** Given instruction **
Reproduce everything from the start of the records down to the line containing "[346,188,352,221]", switching "railing post" to "fence post" and leaving all else unchanged.

[Bounding-box records]
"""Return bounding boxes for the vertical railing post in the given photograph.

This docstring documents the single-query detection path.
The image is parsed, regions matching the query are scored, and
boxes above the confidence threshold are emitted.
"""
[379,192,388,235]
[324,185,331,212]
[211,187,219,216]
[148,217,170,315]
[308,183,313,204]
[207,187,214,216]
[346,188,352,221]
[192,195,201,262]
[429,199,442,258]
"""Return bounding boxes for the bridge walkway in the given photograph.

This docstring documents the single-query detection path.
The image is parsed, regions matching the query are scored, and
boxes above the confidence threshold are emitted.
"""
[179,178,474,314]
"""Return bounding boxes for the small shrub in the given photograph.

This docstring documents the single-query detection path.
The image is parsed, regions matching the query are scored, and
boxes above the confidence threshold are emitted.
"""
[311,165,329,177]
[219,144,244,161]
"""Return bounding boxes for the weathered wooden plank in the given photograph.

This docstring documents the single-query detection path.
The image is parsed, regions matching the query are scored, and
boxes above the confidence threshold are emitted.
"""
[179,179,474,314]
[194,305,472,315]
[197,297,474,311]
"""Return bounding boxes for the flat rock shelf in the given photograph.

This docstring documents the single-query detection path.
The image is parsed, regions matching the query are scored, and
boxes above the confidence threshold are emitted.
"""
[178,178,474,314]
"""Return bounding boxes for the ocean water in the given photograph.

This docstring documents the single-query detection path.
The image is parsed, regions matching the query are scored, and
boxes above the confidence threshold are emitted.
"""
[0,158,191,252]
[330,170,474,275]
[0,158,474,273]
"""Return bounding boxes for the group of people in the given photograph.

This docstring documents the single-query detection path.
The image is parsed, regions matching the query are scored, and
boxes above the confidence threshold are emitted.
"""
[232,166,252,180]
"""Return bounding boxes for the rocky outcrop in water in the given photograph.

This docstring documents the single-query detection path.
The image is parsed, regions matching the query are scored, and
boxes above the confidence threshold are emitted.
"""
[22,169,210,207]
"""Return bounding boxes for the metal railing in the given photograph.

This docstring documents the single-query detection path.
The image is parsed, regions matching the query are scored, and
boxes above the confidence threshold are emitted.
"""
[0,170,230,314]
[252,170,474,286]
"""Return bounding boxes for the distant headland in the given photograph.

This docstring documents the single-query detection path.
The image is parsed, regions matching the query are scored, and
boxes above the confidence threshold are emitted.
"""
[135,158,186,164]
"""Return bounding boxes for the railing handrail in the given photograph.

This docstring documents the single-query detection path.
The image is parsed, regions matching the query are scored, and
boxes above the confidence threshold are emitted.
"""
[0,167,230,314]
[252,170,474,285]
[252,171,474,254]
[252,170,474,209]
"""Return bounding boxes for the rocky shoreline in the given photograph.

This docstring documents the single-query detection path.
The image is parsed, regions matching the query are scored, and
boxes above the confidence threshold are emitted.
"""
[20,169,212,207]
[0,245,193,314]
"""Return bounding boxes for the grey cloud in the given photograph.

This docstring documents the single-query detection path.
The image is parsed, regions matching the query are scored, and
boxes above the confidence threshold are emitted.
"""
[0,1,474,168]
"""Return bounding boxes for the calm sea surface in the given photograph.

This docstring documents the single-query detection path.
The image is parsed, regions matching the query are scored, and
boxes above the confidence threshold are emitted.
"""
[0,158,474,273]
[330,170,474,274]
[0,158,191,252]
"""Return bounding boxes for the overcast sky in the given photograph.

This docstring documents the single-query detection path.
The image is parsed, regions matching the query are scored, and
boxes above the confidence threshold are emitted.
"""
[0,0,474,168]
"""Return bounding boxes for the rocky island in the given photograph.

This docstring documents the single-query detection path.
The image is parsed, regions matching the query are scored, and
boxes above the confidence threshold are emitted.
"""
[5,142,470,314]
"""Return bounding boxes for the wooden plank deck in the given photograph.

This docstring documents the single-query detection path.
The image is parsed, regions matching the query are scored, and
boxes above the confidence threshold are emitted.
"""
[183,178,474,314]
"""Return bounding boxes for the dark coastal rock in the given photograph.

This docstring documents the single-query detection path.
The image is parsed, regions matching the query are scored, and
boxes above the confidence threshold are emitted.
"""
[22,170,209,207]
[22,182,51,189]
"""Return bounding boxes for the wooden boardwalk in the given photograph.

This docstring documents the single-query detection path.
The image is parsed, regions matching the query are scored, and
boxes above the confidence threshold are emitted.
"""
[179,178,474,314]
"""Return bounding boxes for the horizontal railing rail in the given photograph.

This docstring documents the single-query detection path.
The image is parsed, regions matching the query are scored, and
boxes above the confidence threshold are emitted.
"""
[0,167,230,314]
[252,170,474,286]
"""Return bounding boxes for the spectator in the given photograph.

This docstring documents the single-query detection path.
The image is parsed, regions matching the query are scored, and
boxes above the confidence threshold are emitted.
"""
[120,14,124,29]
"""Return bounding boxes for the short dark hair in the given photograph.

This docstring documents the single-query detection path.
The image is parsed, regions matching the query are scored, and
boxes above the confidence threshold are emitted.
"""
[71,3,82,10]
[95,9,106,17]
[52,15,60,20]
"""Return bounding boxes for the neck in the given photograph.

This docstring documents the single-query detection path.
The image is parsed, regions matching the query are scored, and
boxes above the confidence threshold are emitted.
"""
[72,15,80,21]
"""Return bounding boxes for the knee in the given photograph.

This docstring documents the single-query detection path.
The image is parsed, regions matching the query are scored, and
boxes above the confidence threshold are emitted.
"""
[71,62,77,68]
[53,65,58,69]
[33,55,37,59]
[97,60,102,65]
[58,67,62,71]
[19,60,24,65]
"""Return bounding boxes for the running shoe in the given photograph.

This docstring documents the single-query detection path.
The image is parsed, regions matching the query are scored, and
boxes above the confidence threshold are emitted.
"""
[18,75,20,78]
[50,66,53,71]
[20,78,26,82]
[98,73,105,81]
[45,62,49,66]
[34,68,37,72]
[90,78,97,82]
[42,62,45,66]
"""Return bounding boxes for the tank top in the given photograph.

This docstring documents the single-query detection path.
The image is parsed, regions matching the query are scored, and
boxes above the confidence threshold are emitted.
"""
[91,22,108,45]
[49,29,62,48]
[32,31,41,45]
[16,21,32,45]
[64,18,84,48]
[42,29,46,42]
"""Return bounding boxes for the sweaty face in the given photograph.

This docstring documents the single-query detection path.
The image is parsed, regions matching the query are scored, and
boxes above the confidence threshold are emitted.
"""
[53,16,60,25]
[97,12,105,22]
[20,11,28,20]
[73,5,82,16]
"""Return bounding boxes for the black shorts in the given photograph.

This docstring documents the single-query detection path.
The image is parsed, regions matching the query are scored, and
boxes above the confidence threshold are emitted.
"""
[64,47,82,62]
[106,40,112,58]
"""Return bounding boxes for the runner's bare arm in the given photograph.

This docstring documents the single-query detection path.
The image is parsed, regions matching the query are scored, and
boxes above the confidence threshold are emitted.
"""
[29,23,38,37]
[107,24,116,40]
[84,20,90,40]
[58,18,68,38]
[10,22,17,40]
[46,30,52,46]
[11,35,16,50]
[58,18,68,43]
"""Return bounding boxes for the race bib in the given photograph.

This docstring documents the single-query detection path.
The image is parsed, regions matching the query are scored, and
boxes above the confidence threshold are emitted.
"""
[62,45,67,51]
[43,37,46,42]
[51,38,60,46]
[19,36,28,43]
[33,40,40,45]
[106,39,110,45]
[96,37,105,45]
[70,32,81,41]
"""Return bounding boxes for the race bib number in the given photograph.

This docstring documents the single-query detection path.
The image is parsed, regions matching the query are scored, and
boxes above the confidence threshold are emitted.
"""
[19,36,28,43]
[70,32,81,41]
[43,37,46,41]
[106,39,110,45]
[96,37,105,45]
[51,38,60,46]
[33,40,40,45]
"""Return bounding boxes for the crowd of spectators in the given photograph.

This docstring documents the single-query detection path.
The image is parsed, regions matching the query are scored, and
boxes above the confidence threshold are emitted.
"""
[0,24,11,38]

** Exercise answer **
"""Return bounding boxes for the vertical fence post in the given photograph.

This docstring documents the single-query detection path.
The image is parsed, regions matching the query are scored, and
boxes above the confidence threshold are emitted.
"""
[379,192,388,235]
[324,185,331,212]
[211,187,219,216]
[148,217,170,315]
[308,183,313,204]
[207,187,214,216]
[346,188,352,221]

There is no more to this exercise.